[What the exercise asks] Copy the data below word for word, from the line containing "of the paved" through the end of the data. Leave the pictures out.

[Data supplied]
[start]

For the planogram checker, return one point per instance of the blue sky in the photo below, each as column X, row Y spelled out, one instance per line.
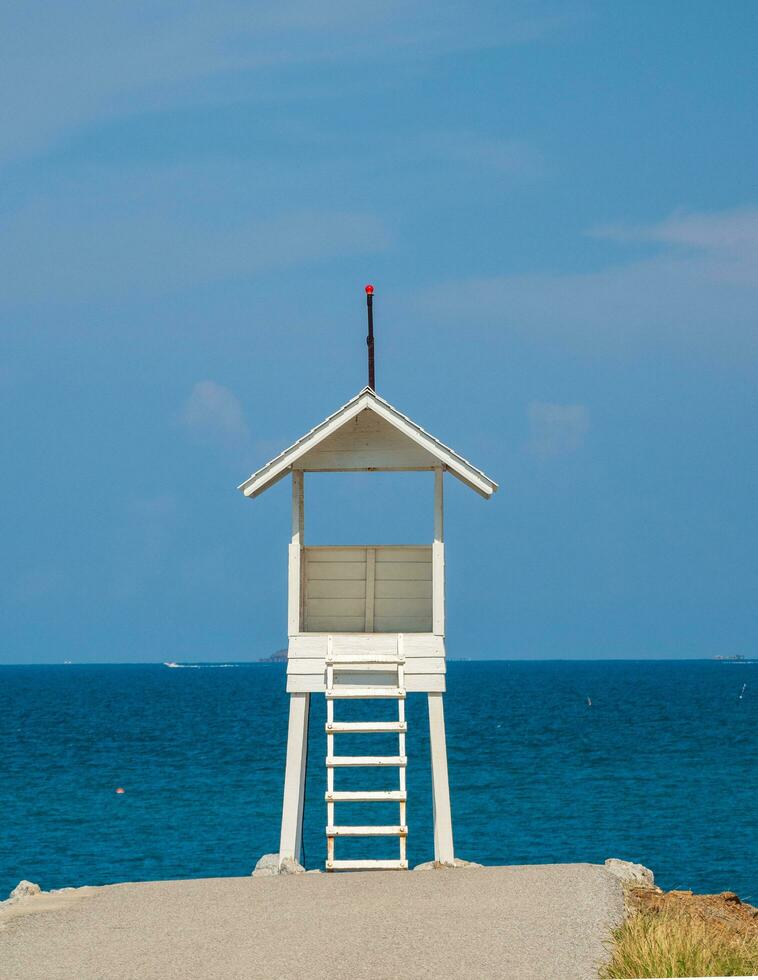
column 558, row 204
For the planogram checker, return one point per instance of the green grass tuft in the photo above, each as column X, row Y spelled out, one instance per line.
column 671, row 943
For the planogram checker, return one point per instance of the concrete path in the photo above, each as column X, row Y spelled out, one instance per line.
column 541, row 921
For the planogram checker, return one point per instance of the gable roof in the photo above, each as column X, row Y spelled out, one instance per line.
column 422, row 451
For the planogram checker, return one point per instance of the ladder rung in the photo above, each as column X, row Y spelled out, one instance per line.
column 366, row 865
column 364, row 691
column 366, row 796
column 366, row 726
column 364, row 658
column 397, row 831
column 333, row 761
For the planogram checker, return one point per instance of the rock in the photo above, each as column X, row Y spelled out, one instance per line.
column 270, row 865
column 267, row 865
column 289, row 866
column 437, row 865
column 23, row 889
column 633, row 874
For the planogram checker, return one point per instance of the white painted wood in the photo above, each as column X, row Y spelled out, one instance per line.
column 414, row 683
column 342, row 570
column 443, row 822
column 391, row 586
column 294, row 777
column 415, row 665
column 339, row 608
column 404, row 570
column 438, row 558
column 367, row 726
column 348, row 624
column 395, row 830
column 404, row 553
column 362, row 461
column 367, row 865
column 294, row 590
column 416, row 439
column 336, row 761
column 365, row 796
column 416, row 645
column 336, row 588
column 397, row 624
column 403, row 589
column 370, row 580
column 352, row 659
column 363, row 691
column 419, row 608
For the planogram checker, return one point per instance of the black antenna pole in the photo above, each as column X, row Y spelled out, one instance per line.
column 370, row 338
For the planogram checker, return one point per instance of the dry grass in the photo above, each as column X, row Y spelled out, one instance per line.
column 683, row 935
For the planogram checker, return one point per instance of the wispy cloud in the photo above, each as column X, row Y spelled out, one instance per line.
column 556, row 430
column 213, row 412
column 505, row 157
column 117, row 233
column 63, row 66
column 714, row 230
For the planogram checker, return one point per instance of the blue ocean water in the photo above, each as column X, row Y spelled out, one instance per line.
column 660, row 768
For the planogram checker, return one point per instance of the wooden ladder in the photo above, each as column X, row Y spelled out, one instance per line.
column 368, row 663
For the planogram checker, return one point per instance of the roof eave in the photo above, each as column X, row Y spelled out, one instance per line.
column 282, row 464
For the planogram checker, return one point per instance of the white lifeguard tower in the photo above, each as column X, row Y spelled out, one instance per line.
column 365, row 621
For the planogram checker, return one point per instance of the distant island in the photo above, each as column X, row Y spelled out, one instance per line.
column 279, row 657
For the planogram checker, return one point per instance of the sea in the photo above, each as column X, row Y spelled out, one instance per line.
column 552, row 761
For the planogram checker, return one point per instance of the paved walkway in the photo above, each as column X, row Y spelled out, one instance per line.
column 541, row 921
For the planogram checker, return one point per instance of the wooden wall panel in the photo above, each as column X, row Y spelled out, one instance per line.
column 345, row 593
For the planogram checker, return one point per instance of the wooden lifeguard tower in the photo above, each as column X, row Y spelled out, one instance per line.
column 365, row 621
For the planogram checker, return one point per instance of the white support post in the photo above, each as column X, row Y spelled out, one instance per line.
column 294, row 778
column 294, row 592
column 443, row 821
column 438, row 559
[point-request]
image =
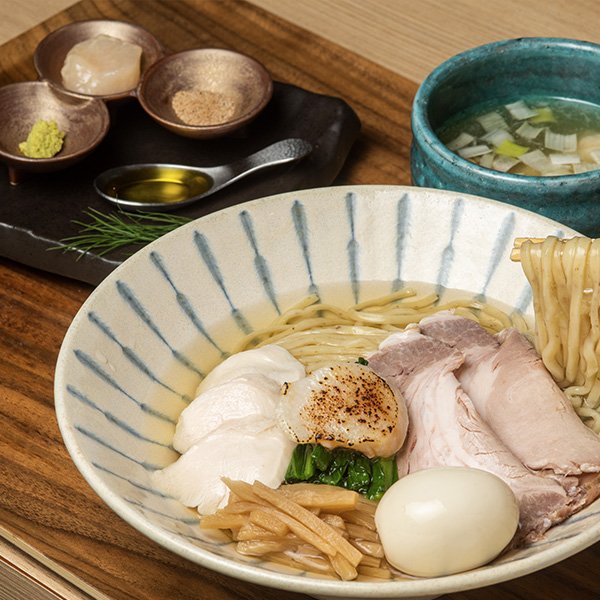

[end]

[Exercise answer]
For the planogram checker, return one point per instance of the paved walkway in the photo above, each as column X, row Y spelled out, one instance per line.
column 541, row 921
For the planogram checker, return one point per instance of the wooden wall panel in the photo above, each as column X, row Y spelled out, one instance per line.
column 345, row 593
For the planogram checker, return one point per instance of the wooden lifeguard tower in the photo above, each as column X, row Y spelled out, one instance per line.
column 365, row 621
For the planogram checker, return one point per instance of the white support post in the photo above, each as column X, row Y spelled out, one instance per line.
column 294, row 778
column 294, row 592
column 443, row 821
column 438, row 559
[point-request]
image =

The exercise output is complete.